194. Si uno dio su hijo a una nodriza y el hijo murió (porque) la nodriza amamantaba otro niño sin consentimiento del padre o de la madre, será llevada a los jueces, condenada y se le cortarán los senos.
195. Si un hijo golpeó al padre, se le cortarán las manos.
196. Si un hombre libre vació el ojo de un hijo de hombre libre, se vaciará su ojo.
197. Si quebró un hueso de un hombre, se quebrará su hueso.
198. Si vació el ojo un muskenun o roto el hueso de un muskenun, pagará una mina de plata.
199. Si vació el ojo de un esclavo de hombre libre o si rompió el hueso de un esclavo de hombre libre, pagará la mitad de su precio.
200. Si un hombre libre arrancó un diente a otro hombre libre, su igual, se le arrancará su diente.

           Que en el Código de Hammurabi se reconoce el derecho a la propiedad privada y se trata de regular convenientemente el comercio lo muestra la trascripción de las siguientes leyes:

7. Si uno compró o recibió en depósito, sin testigos ni contrato, oro, plata, esclavo varón o hembra, buey o carnero, asno o cualquier otra cosa, de manos de un hijo de otro o de un esclavo de otro, es asimilado a un ladrón y pasible de muerte.
8. Si uno robó un buey, un carnero, un asno, un cerdo o una barca al dios o al palacio, si es la propiedad de un dios o de un palacio, devolverá hasta 30 veces, si es de un muskenun, devolverá hasta 10 veces. Si no puede cumplir, es pasible de muerte.

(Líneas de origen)
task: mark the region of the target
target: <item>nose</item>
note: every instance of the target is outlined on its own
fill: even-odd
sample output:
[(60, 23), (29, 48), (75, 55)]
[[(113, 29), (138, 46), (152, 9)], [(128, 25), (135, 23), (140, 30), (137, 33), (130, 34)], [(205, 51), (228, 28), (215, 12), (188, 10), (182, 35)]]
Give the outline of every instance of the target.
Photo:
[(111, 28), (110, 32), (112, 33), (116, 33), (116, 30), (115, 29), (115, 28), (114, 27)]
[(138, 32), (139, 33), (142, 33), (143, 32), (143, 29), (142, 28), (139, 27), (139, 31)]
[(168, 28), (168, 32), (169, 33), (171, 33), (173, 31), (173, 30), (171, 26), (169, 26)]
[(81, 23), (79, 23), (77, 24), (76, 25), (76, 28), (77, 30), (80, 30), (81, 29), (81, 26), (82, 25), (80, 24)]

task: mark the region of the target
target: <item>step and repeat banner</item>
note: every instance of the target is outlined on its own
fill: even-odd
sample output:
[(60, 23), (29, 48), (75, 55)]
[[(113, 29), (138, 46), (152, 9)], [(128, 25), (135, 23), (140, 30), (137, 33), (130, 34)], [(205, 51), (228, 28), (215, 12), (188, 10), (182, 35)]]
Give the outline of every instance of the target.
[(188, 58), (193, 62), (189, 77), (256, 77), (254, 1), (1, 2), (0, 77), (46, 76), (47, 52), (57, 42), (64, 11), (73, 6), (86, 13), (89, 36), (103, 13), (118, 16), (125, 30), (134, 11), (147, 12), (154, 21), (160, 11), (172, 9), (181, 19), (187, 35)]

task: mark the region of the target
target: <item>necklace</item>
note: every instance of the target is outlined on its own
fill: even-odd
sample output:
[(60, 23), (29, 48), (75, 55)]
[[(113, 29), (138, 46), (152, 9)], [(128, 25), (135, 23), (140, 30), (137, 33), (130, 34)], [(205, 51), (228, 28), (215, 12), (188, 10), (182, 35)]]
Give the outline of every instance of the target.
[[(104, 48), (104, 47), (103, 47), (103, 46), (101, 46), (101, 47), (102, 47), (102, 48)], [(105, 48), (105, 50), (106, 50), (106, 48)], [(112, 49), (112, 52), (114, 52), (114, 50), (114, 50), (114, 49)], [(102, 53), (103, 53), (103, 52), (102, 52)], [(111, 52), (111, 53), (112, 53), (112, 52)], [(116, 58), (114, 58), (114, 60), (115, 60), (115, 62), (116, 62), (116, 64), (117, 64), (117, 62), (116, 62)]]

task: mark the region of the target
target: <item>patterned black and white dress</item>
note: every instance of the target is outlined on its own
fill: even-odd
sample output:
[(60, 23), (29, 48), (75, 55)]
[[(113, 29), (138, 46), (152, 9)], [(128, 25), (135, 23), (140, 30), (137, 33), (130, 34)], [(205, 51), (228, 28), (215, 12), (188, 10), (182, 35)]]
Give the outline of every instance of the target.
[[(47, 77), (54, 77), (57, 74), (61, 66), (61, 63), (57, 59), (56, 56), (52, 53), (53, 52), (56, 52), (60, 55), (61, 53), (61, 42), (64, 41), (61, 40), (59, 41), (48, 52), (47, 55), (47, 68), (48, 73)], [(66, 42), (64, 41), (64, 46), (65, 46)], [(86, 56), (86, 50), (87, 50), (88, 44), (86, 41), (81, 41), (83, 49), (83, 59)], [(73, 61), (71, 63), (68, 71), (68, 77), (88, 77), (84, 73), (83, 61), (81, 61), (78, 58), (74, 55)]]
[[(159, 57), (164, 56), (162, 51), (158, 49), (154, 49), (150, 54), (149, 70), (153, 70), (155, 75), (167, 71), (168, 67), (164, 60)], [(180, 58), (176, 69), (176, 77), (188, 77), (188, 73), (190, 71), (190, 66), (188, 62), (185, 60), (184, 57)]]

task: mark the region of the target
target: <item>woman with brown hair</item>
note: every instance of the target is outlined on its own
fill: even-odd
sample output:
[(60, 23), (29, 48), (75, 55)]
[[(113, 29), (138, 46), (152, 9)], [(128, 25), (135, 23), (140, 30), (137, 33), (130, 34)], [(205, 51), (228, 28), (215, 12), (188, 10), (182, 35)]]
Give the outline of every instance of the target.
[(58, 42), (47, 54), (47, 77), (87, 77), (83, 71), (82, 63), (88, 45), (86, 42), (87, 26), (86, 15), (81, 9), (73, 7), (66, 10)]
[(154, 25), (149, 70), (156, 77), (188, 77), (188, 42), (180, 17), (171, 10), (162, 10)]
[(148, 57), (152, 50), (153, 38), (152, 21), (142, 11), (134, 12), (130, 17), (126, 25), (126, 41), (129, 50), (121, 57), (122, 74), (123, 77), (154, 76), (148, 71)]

Tarea a realizar =
Indique si cada afirmación concuerda con el texto sobre el Código de Hammurabi y justifique cada respuesta con las palabras decisivas del texto, citadas literalmente: (a) quien golpea a su padre pierde las manos; (b) quien vacía el ojo de un esclavo de hombre libre paga una mina de plata; (c) el robo de un buey a un palacio obliga a devolver hasta 10 veces.

Resultado completo =
(a) Sí: "Si un hijo golpeó al padre, se le cortarán las manos."
(b) No: "Si vació el ojo de un esclavo de hombre libre o si rompió el hueso de un esclavo de hombre libre, pagará la mitad de su precio."
(c) No: "si es la propiedad de un dios o de un palacio, devolverá hasta 30 veces".